Records provided:
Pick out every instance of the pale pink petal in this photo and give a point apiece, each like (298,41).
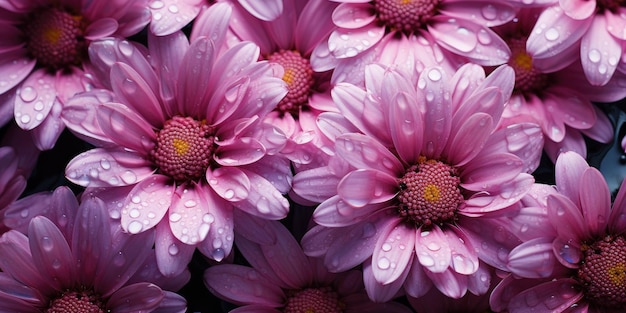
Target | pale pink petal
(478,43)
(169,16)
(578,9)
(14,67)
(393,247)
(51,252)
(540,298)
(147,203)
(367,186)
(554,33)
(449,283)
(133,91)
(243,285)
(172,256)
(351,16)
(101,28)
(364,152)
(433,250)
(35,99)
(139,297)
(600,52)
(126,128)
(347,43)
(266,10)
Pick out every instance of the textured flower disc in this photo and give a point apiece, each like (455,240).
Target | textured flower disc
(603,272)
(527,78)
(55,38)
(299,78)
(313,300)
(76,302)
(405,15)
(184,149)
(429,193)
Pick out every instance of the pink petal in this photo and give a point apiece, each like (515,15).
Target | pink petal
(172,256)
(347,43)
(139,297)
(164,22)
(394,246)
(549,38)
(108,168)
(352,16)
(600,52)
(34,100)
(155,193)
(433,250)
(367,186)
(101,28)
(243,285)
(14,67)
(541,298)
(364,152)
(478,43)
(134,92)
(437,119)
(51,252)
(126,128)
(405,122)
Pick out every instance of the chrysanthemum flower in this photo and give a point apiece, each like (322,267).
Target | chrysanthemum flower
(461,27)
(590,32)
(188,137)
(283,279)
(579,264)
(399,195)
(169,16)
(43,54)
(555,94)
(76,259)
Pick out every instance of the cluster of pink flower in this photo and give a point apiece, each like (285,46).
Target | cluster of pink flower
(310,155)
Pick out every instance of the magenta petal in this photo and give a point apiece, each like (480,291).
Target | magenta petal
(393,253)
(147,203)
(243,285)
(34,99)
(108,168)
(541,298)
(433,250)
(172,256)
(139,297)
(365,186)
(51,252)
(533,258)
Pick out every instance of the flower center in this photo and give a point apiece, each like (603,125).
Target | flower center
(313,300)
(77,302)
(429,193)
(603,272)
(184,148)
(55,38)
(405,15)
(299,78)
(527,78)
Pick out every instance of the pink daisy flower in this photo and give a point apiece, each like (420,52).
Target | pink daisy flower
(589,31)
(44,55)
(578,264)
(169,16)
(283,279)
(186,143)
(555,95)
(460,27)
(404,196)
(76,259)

==

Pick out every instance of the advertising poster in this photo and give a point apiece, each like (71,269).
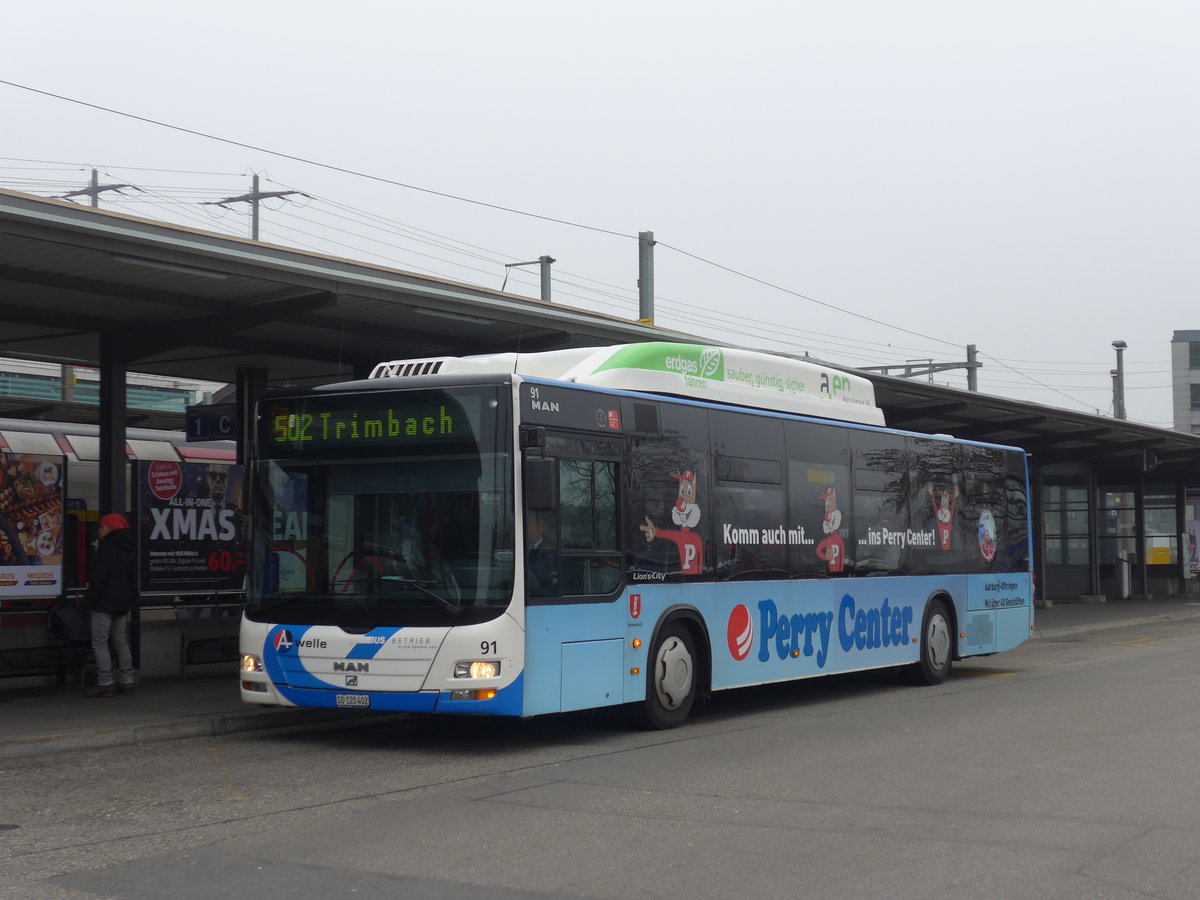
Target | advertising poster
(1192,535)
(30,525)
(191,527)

---

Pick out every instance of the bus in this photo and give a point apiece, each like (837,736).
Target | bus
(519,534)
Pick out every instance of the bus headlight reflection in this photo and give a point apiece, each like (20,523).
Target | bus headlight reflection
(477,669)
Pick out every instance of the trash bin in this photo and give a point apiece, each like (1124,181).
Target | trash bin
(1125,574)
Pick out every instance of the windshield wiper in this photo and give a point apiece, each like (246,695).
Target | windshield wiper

To do:
Look over the listing and return each line that holds "windshield".

Answer to the exercise:
Pick out every instance of the windshield wiper in this photo and give a point apiece, each like (246,695).
Target | windshield wiper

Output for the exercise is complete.